Estrogen receptors (ERs) are nuclear transcription factors that are involved in the regulation of many complex physiological processes in humans. ERs have been validated as important drug targets for the treatment of various diseases, including breast cancer, ovarian cancer, osteoporosis, and cardiovascular disease. ERs have two subtypes, ER-α and ER-β. Emerging data suggest that the development of subtype-selective ligands that specifically target ER-β could be a more optimal approach to elicit beneficial estrogen-like activities and reduce side effects.
Herein, we focused on ER-β and developed its in silico quantitative structure-activity relationship models using machine learning (ML) methods.
The chemical structures and ER-β bioactivity data were extracted from public chemogenomics databases. Four types of popular fingerprint generation methods including MACCS fingerprint, PubChem fingerprint, 2D atom pairs, and Chemistry Development Kit extended fingerprint were used as descriptors. Four ML methods including Naïve Bayesian classifier, k-nearest neighbor, random forest, and support vector machine were used to train the models. The range of classification accuracies was 77.10% to 88.34%, and the range of area under the ROC (receiver operating characteristic) curve values was 0.8151 to 0.9475, evaluated by the 5-fold cross-validation. Comparison analysis suggests that both the random forest and the support vector machine are superior for the classification of selective ER-β agonists. Chemistry Development Kit extended fingerprints and MACCS fingerprint performed better in structural representation between active and inactive agonists.
# # # #
**Exercise:** Name every machine learning method that the abstract on ER-β modeling says was used to train the models.

**Extracted entries:**
# # # #
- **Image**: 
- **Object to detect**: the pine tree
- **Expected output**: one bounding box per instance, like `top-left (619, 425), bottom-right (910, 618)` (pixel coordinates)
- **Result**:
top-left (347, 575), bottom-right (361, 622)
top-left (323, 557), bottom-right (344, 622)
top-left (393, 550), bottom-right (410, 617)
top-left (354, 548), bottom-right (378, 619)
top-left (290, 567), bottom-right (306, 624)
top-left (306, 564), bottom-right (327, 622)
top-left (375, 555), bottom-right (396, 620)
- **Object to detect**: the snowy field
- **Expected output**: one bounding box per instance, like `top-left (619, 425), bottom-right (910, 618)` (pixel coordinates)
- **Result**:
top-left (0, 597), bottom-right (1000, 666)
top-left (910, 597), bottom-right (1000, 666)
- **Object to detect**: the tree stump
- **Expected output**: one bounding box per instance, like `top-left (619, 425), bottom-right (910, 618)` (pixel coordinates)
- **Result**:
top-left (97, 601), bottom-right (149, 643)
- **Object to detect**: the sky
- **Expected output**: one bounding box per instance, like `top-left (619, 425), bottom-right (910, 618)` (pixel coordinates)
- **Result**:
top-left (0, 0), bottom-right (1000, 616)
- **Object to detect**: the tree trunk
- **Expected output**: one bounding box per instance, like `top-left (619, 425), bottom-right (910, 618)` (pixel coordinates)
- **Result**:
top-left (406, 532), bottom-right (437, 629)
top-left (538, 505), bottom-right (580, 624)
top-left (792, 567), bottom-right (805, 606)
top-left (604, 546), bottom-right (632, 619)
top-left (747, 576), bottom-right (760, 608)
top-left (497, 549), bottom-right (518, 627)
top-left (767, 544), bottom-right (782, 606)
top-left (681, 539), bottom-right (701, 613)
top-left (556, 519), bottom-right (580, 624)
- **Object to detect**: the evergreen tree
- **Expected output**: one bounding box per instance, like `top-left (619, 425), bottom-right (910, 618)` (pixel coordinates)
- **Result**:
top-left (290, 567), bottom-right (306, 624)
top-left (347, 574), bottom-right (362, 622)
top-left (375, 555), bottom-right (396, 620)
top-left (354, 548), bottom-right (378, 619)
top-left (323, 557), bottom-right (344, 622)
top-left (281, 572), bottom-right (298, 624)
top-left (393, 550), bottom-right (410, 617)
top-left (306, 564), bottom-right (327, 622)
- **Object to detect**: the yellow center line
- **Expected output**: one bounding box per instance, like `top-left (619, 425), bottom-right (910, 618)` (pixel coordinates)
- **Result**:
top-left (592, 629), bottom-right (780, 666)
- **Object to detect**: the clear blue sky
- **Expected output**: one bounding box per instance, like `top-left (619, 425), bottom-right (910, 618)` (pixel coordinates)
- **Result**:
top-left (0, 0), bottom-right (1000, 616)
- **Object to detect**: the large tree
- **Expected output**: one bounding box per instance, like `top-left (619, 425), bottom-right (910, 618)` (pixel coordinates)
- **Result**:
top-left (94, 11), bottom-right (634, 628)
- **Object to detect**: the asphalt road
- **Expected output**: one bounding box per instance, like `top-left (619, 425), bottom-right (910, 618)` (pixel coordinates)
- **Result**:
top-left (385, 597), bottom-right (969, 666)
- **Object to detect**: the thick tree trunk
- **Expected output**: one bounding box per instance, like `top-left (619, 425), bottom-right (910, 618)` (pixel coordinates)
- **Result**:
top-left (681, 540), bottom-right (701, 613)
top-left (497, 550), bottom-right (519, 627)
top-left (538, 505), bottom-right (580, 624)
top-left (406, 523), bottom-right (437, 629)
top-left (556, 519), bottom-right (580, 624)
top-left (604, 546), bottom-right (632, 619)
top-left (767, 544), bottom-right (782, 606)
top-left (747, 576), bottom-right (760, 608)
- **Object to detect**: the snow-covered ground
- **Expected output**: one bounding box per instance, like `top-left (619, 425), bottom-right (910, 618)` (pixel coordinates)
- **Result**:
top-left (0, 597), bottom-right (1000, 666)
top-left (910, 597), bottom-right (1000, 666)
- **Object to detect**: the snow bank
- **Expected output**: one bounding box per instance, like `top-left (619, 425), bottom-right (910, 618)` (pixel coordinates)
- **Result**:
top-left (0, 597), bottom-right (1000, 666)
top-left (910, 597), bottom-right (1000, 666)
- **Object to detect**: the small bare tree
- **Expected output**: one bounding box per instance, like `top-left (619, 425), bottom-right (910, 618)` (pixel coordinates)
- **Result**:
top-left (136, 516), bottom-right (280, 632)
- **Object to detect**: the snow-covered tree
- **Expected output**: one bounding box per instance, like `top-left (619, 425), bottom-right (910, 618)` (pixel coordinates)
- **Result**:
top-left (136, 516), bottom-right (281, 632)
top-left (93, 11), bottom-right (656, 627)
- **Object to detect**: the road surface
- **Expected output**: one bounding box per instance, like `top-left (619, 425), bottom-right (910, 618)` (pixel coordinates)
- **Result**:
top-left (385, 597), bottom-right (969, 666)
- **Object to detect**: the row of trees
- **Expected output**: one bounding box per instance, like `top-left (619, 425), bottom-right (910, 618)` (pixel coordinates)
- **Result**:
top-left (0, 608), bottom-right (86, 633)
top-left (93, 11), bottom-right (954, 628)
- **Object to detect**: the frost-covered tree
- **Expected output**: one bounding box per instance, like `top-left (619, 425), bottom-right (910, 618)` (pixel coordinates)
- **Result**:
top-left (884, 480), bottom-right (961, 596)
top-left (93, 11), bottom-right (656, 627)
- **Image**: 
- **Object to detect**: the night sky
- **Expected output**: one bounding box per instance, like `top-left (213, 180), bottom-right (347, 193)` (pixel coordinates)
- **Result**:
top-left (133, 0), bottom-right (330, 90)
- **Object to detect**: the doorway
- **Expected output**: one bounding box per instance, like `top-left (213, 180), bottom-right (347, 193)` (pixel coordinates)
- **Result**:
# # # #
**Exercise result:** Naïve Bayesian classifier, k-nearest neighbor, random forest, and support vector machine.